## ACTIVIDADES
(a) Cita del fragmento sobre el disco 13 de Blur el pasaje que empieza con "De repente 13" y continúa hasta "propio momento cultural.".
(b) Según el fragmento sobre el disco 13 de Blur, ¿qué tema del álbum es una revisita recrudecida e intensificada de "Popscene"?

## FRAGMENTO DEL DOCUMENTO

Era como una versión crepuscular de Loveless (1991) de My Bloody Valentine, pero con sus inmensidades sónicas paulatinamente disipándose a través de una válvula de escape. Lo aterrador no era el ruido -¿cómo podría serlo?- sino su aparente tendencia a diluirse.
Aquí y allá, brotes de aquel brillo “popsero”, melódico y divertido de los tiempos de Modern Life is Rubish y Parklife parecían prometer el “back to form”, el estallido multicolor e instrumental en forma canción, de esas canciones con gancho y de estimulación inmediata, divertidas y agudas que hicieron de Blur nuestra banda incondicional de britpop.
Pero esa promesa no terminaba de llegar. Visto a la distancia, es fácil entender por qué ese disco sonaba como sonaba en su primera escucha, pero en aquel instante, frente al CD Player -sí, suena completamente arcaico- y con los audífonos ajustados muchos no sabían cómo hilar lo que estaban escuchando, cuál era el patrón, qué medida usar… y aún así, de algún modo, el resto de los temas se resistía a ser puesto de lado..
Quizás lo que nos hacía volver fue al comienzo un mero ejercicio de escarbar, como cuando uno pierde algo y lo busca una y otra vez en el mismo lugar, a pesar de haber revisado mil veces ahí, el caso es que mientras más uno lo escuchaba, algo parecía germinar en nosotros.
En un momento inesperado, “Coffee & TV” se nos revelaba como el gran tema britpop perdido de la banda, resuelto, incisivo, emotivo y entretenido desde sus primeros acordes hasta ese final que parece una danza pop entre una sobrecarga eléctrica y un solo de teclados digno de Ray Manzarek, de The Doors.
De repente 13 dejaba de ser un disco desorientado y algo perdido, transformándose en nuestra imaginación en un verdadero viaje de descubrimiento. Lo cierto es que Albarn -y el resto de la banda- nos llevaban la delantera -como siempre- a nosotros y a su propio momento cultural.
Determinado a superar el britpop y toda su asociación con el “movimiento”, y con la idea de Gorillaz ya rondando su curiosidad, su problema no era el agotamiento de las ideas, sino la superabundancia de ellas.
Y estas ideas aún indomables, aún no categorizadas u ordenadas del todo, se aparecen en 13 como electrones liberados, moviéndose de modo indeterminado y anárquico, como a punto de precipitar múltiples reacciones en cadena.
Así, tenemos a “B.L.U.R.E.M.I.”, una revisita recrudecida e intensificada al inagotable “Popscene”, uno de sus temas emblema de una década atrás, un replanteamiento nuevo de un tema “viejo”, necesario a la luz de un universo de certezas musicales que se resquebrajaba con la llegada del nuevo milenio.

## MATERIAL A CONTINUACIÓN
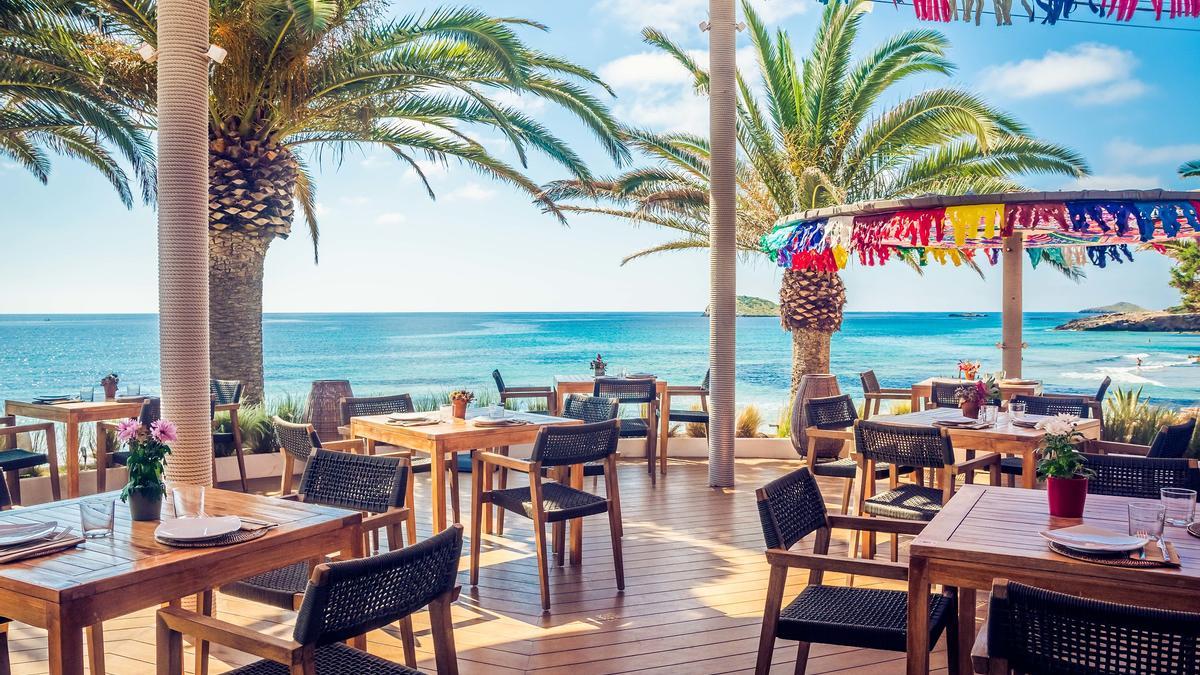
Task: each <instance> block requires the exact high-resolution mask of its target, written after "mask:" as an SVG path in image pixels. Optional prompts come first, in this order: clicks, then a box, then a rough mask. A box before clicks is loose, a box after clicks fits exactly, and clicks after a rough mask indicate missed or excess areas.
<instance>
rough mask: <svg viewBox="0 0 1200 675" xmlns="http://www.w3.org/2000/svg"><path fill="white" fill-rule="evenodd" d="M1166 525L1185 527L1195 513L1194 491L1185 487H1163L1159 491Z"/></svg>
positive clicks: (1194, 496)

## CONJUNTO DE RESPUESTAS
(a)
De repente 13 dejaba de ser un disco desorientado y algo perdido, transformándose en nuestra imaginación en un verdadero viaje de descubrimiento. Lo cierto es que Albarn -y el resto de la banda- nos llevaban la delantera -como siempre- a nosotros y a su propio momento cultural.

(b) "B.L.U.R.E.M.I."